**Description of the task:** Line by line, the entries below are to be reproduced unaltered.

(Point localization data)
--- START ---
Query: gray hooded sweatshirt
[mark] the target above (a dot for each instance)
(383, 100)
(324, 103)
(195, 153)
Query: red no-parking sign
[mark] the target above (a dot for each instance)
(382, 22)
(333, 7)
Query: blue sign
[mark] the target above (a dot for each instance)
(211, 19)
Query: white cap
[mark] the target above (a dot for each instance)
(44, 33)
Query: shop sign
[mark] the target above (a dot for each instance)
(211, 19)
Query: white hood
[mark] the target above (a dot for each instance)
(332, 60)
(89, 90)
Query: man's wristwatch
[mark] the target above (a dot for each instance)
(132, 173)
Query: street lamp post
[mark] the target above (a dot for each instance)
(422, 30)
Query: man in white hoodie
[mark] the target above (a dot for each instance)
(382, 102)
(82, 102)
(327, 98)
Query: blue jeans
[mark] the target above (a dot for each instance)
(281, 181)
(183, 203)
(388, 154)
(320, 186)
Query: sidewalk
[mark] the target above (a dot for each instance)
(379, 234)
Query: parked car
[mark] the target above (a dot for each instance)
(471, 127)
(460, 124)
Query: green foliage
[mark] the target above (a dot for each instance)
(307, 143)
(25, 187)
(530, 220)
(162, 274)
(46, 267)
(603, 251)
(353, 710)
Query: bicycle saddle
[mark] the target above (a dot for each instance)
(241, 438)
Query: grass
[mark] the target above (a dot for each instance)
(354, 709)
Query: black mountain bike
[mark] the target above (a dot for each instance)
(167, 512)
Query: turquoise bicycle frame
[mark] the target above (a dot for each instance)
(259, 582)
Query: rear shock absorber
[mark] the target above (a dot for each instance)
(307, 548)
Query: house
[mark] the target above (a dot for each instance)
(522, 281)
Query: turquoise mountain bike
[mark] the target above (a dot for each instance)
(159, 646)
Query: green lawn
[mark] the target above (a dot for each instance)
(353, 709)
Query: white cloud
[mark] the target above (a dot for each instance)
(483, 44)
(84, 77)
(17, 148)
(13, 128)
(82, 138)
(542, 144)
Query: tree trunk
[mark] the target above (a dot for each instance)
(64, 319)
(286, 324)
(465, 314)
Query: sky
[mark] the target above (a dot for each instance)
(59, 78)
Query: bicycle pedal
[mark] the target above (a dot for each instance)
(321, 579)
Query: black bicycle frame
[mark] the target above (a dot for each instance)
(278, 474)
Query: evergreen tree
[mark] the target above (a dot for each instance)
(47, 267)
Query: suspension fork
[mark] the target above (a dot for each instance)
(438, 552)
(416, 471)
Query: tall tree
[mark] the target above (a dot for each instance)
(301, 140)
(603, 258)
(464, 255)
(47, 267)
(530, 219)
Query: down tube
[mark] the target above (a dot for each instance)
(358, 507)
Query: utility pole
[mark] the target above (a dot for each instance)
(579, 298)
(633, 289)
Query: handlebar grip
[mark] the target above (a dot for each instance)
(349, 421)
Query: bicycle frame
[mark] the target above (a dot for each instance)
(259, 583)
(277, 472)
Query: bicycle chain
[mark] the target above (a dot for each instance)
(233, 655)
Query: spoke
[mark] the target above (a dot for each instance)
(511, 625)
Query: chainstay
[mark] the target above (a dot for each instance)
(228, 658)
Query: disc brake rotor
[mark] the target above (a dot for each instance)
--- END ---
**Solved exercise:**
Query: gray hooded sweatshirt
[mark] the target above (a dot for each instance)
(383, 100)
(324, 103)
(195, 153)
Query: red no-parking sign
[mark] the target above (a dot for each instance)
(382, 22)
(333, 7)
Query: blue sign
[mark] the target above (a dot for each instance)
(211, 19)
Query: white cap
[mark] the target above (a dot for each instance)
(44, 33)
Query: shop sign
[mark] the target above (a dot for each instance)
(211, 19)
Query: white hood
[mark] the target above (a dot for each instance)
(332, 60)
(89, 90)
Query: man's wristwatch
[mark] the target above (a dot for each instance)
(132, 173)
Query: street lamp post
[mark] the target above (a dot for each instance)
(422, 30)
Query: man in white hoodie
[mark] the target above (a dot for each instance)
(382, 102)
(82, 102)
(327, 98)
Query: blue jeans
[mark] the target above (a dot for each instance)
(281, 181)
(183, 203)
(388, 154)
(320, 186)
Query: sidewalk
[mark] the target above (a dot for each instance)
(379, 234)
Query: parked car
[mark] the target above (a dot for each instance)
(471, 127)
(460, 124)
Query: green foliage
[mark] the target above (a dot for each instance)
(307, 143)
(25, 187)
(530, 220)
(162, 274)
(46, 267)
(603, 251)
(353, 710)
Query: bicycle saddle
[mark] the target above (a dot for each instance)
(241, 438)
Query: grass
[mark] the target above (a dot for each instance)
(354, 709)
Query: black mountain bike
[mark] the target above (a dot for each instance)
(167, 512)
Query: turquoise bicycle frame
[mark] the target above (a dot for each instance)
(259, 582)
Query: rear shock absorber
[mark] the target above (a dot for each instance)
(307, 548)
Query: house
[mark] the target above (a dot for each instance)
(522, 281)
Query: turquoise mountain bike
[mark] the target above (a dot for each instance)
(159, 646)
Query: green lawn
[mark] the target above (a dot for each instance)
(353, 709)
Query: white cloud
[mark] the target above (a dot for each instance)
(483, 44)
(84, 77)
(17, 148)
(13, 128)
(82, 138)
(542, 144)
Query: tree trunk
[mark] the target above (a dot for each instance)
(64, 319)
(286, 324)
(465, 314)
Query: sky
[mark] the target above (a dot for each instance)
(59, 78)
Query: bicycle pedal
[mark] the target above (a dot for each instance)
(321, 579)
Query: black bicycle frame
[mark] the target above (a dot for each instance)
(278, 474)
Query: evergreen tree
[mark] the target above (a dot for each instance)
(47, 267)
Query: suspension fork
[mark] the target above (a dot for each instance)
(438, 552)
(416, 471)
Query: tall tree
[mark] the target above (a dot for each instance)
(301, 140)
(603, 258)
(464, 255)
(47, 267)
(530, 219)
Query: down tube
[mark] the target above (a dot for each instance)
(358, 507)
Query: utility pole
[mark] the target above (a dot for each instance)
(579, 298)
(633, 289)
Query: handlebar grip
[mark] the target above (a dot for each instance)
(349, 421)
Query: bicycle frame
[mark] the target above (a dot for each instance)
(259, 583)
(277, 472)
Query: bicycle chain
[mark] the target above (a dot for each instance)
(233, 655)
Query: spoke
[mark] the target above (a dot for each instance)
(511, 625)
Query: chainstay
[mark] the target above (a dot for each instance)
(228, 658)
Query: disc brake rotor
[mark] the target above (a dot for each instance)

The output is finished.